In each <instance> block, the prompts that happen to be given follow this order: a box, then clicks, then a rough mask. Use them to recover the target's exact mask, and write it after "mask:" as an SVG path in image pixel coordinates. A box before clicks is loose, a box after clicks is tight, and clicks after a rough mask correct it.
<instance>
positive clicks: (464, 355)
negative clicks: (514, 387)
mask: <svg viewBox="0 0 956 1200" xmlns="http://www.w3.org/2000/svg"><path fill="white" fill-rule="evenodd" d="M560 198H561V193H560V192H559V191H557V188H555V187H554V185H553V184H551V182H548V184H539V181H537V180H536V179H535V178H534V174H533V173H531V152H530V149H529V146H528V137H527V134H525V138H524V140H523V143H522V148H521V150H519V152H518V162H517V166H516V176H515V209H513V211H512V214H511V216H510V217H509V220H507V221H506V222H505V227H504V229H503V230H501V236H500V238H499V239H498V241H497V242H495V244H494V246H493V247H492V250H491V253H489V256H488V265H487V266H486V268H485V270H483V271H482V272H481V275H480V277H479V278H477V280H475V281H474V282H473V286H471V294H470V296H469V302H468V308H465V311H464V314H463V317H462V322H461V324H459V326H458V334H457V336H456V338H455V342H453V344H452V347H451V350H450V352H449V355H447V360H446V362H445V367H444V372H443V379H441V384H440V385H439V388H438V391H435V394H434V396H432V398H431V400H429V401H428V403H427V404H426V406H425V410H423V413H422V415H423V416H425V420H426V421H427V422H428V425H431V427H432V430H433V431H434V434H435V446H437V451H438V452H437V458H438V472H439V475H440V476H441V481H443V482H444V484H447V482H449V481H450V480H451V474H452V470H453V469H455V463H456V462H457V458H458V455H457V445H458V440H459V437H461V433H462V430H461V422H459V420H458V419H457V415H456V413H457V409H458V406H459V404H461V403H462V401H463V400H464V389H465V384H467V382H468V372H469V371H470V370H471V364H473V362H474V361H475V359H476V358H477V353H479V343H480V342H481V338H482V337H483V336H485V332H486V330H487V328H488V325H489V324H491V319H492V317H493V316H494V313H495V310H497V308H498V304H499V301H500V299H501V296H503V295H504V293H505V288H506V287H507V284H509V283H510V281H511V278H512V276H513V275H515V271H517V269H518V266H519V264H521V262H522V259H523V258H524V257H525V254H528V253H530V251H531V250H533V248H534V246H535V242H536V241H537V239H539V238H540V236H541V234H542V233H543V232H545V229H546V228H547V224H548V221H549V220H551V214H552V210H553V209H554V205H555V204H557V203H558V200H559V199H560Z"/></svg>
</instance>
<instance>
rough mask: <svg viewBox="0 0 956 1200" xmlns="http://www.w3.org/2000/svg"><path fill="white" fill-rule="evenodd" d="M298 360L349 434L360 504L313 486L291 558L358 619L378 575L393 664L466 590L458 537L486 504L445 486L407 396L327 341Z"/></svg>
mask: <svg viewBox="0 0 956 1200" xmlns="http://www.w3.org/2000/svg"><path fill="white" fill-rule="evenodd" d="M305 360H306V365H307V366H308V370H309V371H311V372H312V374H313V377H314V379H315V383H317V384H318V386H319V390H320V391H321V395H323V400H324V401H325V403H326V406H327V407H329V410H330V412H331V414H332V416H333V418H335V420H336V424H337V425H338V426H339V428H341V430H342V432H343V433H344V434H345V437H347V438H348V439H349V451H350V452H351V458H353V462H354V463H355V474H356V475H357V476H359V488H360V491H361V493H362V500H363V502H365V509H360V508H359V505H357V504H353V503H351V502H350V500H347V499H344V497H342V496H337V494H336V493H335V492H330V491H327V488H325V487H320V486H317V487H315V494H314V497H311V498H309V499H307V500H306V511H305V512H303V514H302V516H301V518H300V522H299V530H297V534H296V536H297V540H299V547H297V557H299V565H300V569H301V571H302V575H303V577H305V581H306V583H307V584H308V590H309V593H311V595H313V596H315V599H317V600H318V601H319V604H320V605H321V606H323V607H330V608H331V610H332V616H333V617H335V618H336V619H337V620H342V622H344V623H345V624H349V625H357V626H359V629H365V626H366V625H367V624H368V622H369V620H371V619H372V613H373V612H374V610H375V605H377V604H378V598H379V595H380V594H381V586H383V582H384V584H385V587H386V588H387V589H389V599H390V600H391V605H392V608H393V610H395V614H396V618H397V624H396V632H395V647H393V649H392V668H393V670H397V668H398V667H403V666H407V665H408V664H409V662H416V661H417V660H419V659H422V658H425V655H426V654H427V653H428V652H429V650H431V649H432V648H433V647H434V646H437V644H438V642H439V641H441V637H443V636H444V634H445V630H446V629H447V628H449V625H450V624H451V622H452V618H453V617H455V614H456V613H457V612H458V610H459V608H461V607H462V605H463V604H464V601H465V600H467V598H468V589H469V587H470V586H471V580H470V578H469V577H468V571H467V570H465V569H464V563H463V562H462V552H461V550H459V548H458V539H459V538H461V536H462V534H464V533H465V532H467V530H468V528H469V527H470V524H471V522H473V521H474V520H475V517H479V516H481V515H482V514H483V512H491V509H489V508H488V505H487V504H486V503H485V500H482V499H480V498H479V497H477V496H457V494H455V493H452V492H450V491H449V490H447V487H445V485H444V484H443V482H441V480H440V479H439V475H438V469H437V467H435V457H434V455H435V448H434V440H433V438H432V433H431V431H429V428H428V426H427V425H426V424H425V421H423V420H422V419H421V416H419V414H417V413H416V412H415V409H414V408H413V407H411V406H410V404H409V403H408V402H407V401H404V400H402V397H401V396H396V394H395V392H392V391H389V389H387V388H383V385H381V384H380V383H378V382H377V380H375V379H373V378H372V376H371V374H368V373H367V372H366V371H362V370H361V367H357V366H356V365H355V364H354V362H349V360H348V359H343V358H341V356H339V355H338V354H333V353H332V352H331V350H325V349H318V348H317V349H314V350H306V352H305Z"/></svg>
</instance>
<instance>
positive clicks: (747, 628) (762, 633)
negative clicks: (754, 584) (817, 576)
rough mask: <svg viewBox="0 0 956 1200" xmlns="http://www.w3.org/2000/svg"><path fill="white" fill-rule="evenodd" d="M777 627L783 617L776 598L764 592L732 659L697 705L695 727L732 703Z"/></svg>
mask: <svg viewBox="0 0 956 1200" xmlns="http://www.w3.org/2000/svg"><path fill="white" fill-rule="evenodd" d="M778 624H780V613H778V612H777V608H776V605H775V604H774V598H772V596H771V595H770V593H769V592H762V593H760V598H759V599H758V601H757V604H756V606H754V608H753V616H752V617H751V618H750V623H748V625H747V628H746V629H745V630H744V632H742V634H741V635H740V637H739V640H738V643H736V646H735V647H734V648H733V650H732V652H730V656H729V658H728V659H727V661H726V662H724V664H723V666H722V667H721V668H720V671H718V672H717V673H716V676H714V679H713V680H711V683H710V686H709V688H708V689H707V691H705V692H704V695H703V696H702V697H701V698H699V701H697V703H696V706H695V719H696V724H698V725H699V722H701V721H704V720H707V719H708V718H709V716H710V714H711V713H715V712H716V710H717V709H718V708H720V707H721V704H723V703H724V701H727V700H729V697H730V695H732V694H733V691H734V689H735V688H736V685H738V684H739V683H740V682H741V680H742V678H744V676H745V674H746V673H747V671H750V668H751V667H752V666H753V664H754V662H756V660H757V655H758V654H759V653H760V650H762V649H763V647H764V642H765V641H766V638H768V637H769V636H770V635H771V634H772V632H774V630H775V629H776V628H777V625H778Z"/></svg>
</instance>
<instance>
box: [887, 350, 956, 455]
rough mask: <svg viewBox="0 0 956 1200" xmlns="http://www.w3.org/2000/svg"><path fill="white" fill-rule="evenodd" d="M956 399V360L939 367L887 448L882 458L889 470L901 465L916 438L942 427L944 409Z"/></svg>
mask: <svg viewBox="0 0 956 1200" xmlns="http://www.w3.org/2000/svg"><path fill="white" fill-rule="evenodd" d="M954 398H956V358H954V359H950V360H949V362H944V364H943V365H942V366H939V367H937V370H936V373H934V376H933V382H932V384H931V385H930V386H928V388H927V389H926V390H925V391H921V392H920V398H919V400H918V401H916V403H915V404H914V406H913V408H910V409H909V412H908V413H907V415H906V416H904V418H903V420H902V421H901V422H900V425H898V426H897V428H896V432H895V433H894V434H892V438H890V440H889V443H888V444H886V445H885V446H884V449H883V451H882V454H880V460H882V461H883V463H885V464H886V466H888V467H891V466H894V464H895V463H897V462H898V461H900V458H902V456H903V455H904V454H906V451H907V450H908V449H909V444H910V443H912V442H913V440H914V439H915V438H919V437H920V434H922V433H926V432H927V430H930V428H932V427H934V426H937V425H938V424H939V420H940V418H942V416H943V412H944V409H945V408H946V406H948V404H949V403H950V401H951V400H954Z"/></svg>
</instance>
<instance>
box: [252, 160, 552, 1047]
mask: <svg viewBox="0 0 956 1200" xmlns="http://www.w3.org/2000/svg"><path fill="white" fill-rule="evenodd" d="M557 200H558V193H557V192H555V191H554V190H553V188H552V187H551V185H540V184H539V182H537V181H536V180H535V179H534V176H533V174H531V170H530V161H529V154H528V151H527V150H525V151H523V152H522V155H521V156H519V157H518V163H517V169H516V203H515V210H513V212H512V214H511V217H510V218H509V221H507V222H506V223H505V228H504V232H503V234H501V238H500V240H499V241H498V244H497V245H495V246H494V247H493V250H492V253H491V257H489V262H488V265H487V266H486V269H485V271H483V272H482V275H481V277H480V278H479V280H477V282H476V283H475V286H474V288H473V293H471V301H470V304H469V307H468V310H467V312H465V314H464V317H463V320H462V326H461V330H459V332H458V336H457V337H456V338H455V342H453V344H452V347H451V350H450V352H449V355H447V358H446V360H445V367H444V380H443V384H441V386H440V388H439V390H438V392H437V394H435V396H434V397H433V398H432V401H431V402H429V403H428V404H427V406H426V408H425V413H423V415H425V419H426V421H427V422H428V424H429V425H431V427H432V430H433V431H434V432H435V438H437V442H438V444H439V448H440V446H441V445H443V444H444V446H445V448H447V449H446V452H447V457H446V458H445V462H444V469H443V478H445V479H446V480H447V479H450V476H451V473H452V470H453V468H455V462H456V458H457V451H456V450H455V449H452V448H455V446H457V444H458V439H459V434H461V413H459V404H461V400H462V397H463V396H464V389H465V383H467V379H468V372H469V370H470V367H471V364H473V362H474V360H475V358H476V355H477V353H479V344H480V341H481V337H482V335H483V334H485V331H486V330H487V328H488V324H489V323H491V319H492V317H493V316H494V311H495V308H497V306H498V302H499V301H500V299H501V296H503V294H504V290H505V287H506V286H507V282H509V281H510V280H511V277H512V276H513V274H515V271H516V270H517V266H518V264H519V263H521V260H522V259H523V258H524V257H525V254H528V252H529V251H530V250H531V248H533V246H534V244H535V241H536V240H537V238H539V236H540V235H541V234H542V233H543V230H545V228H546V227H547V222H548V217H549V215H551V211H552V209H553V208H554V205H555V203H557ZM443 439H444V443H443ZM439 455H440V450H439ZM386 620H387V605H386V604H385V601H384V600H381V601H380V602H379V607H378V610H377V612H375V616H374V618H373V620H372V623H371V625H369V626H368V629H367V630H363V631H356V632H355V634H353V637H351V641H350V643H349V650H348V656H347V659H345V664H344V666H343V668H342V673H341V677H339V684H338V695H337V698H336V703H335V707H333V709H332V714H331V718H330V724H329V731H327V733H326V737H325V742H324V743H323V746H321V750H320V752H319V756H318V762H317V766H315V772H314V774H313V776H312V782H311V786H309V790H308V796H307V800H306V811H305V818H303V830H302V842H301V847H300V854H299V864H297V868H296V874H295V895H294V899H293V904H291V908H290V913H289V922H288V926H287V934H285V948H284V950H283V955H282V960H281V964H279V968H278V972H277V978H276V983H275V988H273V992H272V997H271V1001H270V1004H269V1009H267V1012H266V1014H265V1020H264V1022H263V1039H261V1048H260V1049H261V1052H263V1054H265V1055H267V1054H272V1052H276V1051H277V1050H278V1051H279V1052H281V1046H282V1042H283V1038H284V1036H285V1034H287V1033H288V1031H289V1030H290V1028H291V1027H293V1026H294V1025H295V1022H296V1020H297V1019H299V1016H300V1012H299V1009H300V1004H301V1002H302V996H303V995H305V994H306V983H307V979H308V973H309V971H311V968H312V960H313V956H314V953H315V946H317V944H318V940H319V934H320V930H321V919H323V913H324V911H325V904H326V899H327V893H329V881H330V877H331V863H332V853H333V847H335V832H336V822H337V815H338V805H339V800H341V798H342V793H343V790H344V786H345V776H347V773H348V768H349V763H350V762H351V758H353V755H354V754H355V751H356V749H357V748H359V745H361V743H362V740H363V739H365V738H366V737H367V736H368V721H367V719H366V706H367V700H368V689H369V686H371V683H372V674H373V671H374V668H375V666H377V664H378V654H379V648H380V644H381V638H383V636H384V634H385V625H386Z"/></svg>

# # #

Pull out each line of the data above that contains the string "clicks", matching case exactly, and list those lines in their original order.

In each <instance> block, the prompts that happen to be given follow this order: a box, then clicks, then a rough mask. Use them to recover the target's exact mask, and write it after "mask:" as an SVG path in image pixel coordinates. A box before clicks is loose, a box after clicks is tight, and clicks after a rough mask correct it.
positive clicks: (464, 355)
negative clicks: (514, 387)
positive clicks: (747, 628) (762, 633)
negative clicks: (754, 584) (817, 576)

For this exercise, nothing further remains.